» **Task goal**
Write out nothing except the lines running from the one containing "If you would be willing to tag the red roof" to the last line of the data, exactly as they stand.

» **Entries provided**
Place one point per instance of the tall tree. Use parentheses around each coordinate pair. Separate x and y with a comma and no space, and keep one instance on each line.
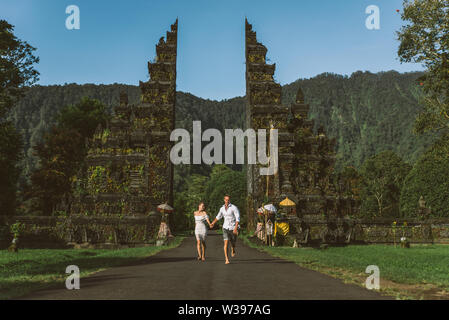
(382,179)
(16,73)
(425,39)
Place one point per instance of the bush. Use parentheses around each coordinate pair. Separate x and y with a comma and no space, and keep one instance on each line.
(428,178)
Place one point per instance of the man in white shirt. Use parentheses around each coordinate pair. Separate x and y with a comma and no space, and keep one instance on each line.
(231,216)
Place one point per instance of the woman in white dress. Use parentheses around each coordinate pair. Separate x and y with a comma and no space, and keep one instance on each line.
(201,231)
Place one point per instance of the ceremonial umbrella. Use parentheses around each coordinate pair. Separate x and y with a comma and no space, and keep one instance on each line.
(164,208)
(287,203)
(270,207)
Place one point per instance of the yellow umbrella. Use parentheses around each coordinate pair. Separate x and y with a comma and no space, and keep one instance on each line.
(287,203)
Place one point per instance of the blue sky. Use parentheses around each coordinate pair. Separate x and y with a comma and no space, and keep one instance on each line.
(117,38)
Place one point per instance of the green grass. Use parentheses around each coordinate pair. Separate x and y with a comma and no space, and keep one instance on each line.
(420,264)
(32,269)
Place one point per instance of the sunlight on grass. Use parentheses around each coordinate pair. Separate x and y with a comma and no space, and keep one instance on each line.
(32,269)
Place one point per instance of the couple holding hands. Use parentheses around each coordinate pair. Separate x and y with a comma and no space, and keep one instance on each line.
(231,216)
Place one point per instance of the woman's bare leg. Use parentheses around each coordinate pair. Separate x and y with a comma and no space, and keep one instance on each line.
(198,247)
(204,250)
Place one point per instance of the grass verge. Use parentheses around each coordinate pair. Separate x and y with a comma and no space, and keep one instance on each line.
(420,272)
(33,269)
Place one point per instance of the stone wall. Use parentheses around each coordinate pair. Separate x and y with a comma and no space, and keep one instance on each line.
(75,230)
(317,230)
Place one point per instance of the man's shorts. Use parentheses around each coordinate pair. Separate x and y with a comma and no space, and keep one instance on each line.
(229,235)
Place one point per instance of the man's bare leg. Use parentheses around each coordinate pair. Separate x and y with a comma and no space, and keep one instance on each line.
(226,251)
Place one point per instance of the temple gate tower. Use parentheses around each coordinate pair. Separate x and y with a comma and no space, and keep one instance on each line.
(129,171)
(305,159)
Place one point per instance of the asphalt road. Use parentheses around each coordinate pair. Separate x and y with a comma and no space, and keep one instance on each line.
(177,274)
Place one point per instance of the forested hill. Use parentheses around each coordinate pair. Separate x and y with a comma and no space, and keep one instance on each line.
(366,112)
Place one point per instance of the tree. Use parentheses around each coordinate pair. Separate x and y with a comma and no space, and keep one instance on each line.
(226,181)
(382,179)
(63,150)
(425,39)
(428,178)
(16,67)
(16,73)
(10,154)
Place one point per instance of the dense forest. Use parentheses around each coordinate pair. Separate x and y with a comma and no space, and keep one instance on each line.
(372,117)
(366,112)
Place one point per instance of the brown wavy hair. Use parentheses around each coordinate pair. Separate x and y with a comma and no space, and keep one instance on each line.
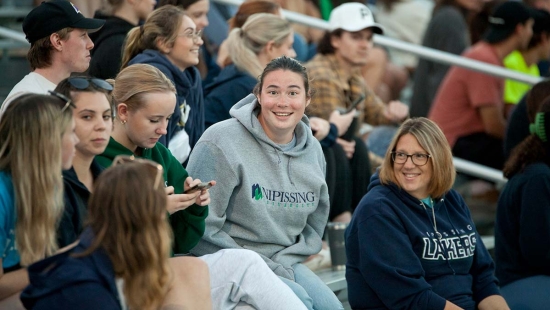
(432,139)
(127,215)
(532,149)
(161,25)
(31,131)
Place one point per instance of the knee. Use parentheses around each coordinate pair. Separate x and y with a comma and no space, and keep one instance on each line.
(242,256)
(189,267)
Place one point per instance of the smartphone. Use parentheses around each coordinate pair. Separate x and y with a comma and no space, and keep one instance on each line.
(198,187)
(353,104)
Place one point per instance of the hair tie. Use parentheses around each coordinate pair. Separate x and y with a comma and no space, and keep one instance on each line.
(538,128)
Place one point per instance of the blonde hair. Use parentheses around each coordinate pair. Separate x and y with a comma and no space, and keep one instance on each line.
(162,25)
(31,132)
(127,215)
(244,44)
(431,139)
(133,82)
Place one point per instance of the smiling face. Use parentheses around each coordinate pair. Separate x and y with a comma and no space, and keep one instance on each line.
(75,53)
(352,47)
(68,142)
(185,51)
(147,124)
(283,100)
(93,122)
(412,178)
(198,12)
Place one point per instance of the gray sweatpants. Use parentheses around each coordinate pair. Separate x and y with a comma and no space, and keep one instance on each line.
(240,279)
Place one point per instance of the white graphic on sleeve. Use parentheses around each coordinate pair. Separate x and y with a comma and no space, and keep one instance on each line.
(456,247)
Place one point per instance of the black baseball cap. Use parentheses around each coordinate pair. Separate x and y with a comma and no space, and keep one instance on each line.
(504,20)
(54,15)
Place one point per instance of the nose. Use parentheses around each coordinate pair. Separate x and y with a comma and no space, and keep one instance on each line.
(161,130)
(89,44)
(408,163)
(292,53)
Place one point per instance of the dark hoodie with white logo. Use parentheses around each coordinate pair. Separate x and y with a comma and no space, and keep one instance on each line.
(268,200)
(397,261)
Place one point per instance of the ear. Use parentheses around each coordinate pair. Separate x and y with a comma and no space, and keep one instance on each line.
(162,46)
(122,111)
(56,42)
(269,47)
(335,41)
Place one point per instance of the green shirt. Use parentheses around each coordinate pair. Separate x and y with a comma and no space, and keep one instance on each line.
(514,90)
(187,225)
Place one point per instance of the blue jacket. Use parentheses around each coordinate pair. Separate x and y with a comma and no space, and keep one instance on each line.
(76,197)
(65,282)
(189,90)
(522,227)
(395,260)
(228,88)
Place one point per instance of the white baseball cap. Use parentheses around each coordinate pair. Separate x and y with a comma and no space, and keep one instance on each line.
(352,17)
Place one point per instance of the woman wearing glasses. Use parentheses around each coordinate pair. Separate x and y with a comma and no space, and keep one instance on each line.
(37,142)
(411,243)
(93,125)
(116,265)
(170,42)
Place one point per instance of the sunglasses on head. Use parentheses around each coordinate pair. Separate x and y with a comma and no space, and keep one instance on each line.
(84,82)
(124,159)
(68,101)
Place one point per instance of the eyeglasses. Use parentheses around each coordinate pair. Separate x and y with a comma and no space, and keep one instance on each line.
(124,159)
(68,101)
(417,159)
(84,82)
(195,35)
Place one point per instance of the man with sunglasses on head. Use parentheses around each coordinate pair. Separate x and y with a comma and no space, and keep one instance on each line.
(93,125)
(60,45)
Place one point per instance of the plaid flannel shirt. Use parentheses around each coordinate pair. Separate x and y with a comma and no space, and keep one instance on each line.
(332,91)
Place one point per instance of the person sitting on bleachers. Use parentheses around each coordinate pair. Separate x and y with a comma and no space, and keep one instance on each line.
(93,126)
(109,40)
(37,142)
(468,106)
(523,216)
(122,260)
(525,60)
(60,45)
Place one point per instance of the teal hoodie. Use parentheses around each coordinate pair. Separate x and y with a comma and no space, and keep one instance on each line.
(187,225)
(271,201)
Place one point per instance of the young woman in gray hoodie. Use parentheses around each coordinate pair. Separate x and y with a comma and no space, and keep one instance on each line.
(271,196)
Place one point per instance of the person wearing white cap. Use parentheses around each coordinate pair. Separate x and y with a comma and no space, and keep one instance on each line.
(58,34)
(337,80)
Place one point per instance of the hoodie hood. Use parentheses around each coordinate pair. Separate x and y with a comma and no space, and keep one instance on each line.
(246,112)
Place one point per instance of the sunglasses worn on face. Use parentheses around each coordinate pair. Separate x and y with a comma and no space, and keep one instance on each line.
(124,159)
(68,101)
(84,82)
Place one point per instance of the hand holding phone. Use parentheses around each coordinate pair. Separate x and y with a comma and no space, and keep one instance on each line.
(199,187)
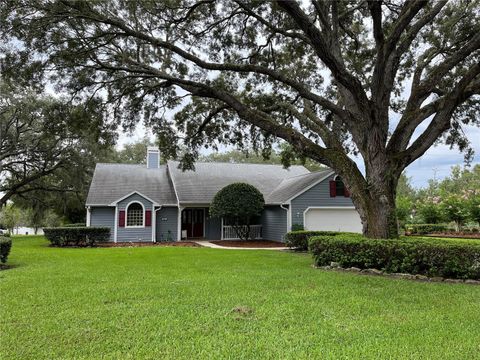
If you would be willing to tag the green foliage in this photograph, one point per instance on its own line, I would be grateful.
(455, 208)
(238, 202)
(298, 239)
(297, 227)
(404, 207)
(474, 208)
(74, 225)
(429, 211)
(447, 259)
(5, 246)
(282, 156)
(77, 236)
(10, 217)
(422, 229)
(71, 297)
(48, 146)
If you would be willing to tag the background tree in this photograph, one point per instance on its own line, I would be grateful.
(47, 144)
(132, 153)
(455, 209)
(283, 155)
(238, 203)
(330, 78)
(11, 217)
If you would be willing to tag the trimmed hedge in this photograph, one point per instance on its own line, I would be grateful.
(422, 229)
(298, 240)
(77, 236)
(5, 246)
(445, 258)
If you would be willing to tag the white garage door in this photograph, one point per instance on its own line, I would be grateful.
(333, 220)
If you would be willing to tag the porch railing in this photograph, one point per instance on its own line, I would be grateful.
(229, 233)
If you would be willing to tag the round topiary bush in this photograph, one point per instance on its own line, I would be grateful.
(239, 202)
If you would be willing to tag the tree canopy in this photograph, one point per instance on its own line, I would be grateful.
(382, 79)
(46, 144)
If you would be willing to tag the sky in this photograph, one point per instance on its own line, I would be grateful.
(437, 161)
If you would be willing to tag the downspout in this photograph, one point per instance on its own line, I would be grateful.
(89, 219)
(289, 220)
(154, 227)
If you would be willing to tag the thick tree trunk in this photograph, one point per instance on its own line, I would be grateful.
(375, 201)
(380, 219)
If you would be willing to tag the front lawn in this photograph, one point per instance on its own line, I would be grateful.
(173, 302)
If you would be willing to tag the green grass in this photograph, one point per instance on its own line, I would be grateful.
(170, 303)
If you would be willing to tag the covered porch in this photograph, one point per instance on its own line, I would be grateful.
(196, 224)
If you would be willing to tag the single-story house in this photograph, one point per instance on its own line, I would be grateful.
(156, 202)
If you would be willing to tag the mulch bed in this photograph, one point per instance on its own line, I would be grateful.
(142, 244)
(252, 243)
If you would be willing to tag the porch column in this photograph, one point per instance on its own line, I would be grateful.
(89, 214)
(179, 223)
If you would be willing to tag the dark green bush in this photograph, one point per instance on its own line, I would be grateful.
(422, 229)
(77, 236)
(5, 246)
(74, 225)
(298, 240)
(445, 258)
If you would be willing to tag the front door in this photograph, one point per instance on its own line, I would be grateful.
(192, 222)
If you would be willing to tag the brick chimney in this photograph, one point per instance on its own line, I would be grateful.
(153, 157)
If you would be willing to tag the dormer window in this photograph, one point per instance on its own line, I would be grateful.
(135, 217)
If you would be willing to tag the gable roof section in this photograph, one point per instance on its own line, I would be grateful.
(111, 182)
(201, 185)
(133, 193)
(294, 186)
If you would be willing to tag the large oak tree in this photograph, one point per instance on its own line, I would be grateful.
(48, 146)
(382, 79)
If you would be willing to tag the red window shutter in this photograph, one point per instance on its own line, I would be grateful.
(148, 218)
(333, 188)
(121, 218)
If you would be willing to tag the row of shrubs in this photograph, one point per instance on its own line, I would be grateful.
(422, 229)
(77, 236)
(5, 246)
(448, 259)
(298, 240)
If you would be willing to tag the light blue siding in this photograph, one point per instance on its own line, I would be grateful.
(141, 234)
(166, 220)
(274, 223)
(103, 216)
(319, 195)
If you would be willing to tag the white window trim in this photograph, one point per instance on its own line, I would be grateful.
(126, 216)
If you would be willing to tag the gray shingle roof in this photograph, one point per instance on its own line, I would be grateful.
(201, 185)
(291, 186)
(113, 181)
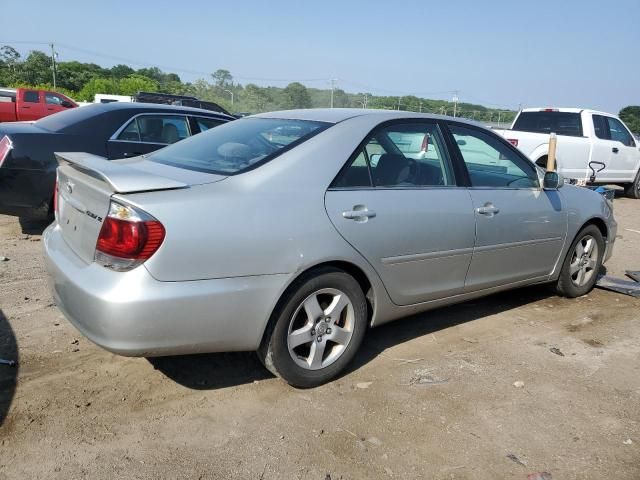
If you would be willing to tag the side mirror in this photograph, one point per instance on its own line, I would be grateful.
(552, 181)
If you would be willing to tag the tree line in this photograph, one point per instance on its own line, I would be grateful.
(81, 81)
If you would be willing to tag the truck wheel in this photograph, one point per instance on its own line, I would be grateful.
(582, 263)
(632, 190)
(317, 329)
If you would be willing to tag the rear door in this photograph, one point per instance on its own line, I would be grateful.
(145, 133)
(398, 204)
(30, 105)
(617, 147)
(520, 228)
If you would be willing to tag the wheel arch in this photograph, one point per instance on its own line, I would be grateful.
(600, 223)
(348, 267)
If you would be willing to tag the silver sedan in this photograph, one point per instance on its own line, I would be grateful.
(290, 233)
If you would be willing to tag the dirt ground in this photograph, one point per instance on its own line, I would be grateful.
(431, 396)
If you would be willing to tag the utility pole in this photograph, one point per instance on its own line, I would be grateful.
(455, 103)
(230, 93)
(53, 64)
(333, 87)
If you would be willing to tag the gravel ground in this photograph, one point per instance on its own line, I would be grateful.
(502, 387)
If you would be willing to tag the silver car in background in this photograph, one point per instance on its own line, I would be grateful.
(290, 233)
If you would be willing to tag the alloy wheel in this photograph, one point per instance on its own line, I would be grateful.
(584, 261)
(320, 329)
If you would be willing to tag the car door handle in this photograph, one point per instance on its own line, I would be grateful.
(360, 213)
(488, 209)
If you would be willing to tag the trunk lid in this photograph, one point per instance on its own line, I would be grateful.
(87, 182)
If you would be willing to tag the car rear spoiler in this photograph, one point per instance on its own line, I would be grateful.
(121, 177)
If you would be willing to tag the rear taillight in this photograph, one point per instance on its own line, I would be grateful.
(5, 147)
(127, 238)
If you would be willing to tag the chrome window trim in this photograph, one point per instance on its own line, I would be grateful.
(114, 137)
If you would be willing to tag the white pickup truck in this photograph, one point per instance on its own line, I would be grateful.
(584, 137)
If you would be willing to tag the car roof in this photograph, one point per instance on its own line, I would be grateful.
(335, 115)
(111, 106)
(567, 110)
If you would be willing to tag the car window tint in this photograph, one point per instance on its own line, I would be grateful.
(31, 97)
(619, 133)
(52, 99)
(164, 129)
(130, 133)
(562, 123)
(400, 155)
(238, 146)
(600, 127)
(491, 162)
(205, 124)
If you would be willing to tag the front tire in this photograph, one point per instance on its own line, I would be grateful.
(632, 190)
(583, 261)
(317, 328)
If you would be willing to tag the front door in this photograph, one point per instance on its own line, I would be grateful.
(520, 228)
(397, 204)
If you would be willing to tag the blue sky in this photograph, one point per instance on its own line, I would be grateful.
(497, 53)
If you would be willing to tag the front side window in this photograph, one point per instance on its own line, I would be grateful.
(238, 146)
(400, 155)
(492, 163)
(619, 133)
(31, 97)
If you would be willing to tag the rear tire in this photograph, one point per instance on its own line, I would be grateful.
(582, 264)
(632, 190)
(317, 328)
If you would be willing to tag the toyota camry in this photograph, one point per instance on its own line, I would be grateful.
(291, 233)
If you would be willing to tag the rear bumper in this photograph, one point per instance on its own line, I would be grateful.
(133, 314)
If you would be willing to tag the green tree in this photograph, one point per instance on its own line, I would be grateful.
(295, 95)
(36, 68)
(631, 116)
(98, 85)
(137, 83)
(121, 71)
(74, 75)
(222, 79)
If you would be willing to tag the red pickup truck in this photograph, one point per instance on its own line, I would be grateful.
(25, 105)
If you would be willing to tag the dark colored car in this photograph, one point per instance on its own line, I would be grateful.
(112, 130)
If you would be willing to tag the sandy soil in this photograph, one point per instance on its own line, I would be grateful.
(429, 397)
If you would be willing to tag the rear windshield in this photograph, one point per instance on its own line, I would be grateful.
(238, 146)
(562, 123)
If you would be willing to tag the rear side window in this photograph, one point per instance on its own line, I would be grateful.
(491, 163)
(205, 124)
(31, 97)
(399, 155)
(238, 146)
(619, 133)
(562, 123)
(600, 127)
(163, 129)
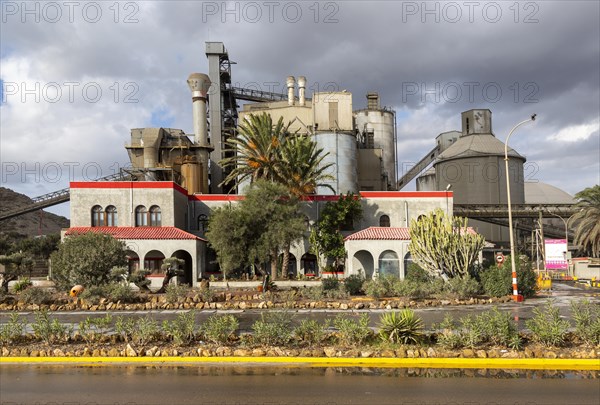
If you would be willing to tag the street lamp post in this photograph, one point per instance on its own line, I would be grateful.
(566, 222)
(516, 296)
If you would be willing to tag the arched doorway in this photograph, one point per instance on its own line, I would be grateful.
(153, 261)
(362, 262)
(292, 271)
(389, 265)
(308, 262)
(187, 277)
(133, 261)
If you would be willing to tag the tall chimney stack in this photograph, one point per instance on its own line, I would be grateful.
(199, 84)
(302, 90)
(291, 83)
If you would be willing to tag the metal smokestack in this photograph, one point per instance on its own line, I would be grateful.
(302, 90)
(291, 83)
(199, 84)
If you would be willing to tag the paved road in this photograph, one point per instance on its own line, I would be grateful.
(563, 295)
(268, 385)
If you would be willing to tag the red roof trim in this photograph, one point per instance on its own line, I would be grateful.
(142, 232)
(128, 185)
(215, 197)
(406, 194)
(364, 194)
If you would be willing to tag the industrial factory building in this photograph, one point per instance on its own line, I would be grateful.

» **Completed exercise**
If you would be willing to tag the red roof trim in this photograph, one point per instance on its own line, I would be grateful.
(142, 232)
(128, 185)
(215, 197)
(406, 194)
(364, 194)
If you would be willing to tag the industrial factory building in this photograph, one point per instance on its own line, I would be grateful.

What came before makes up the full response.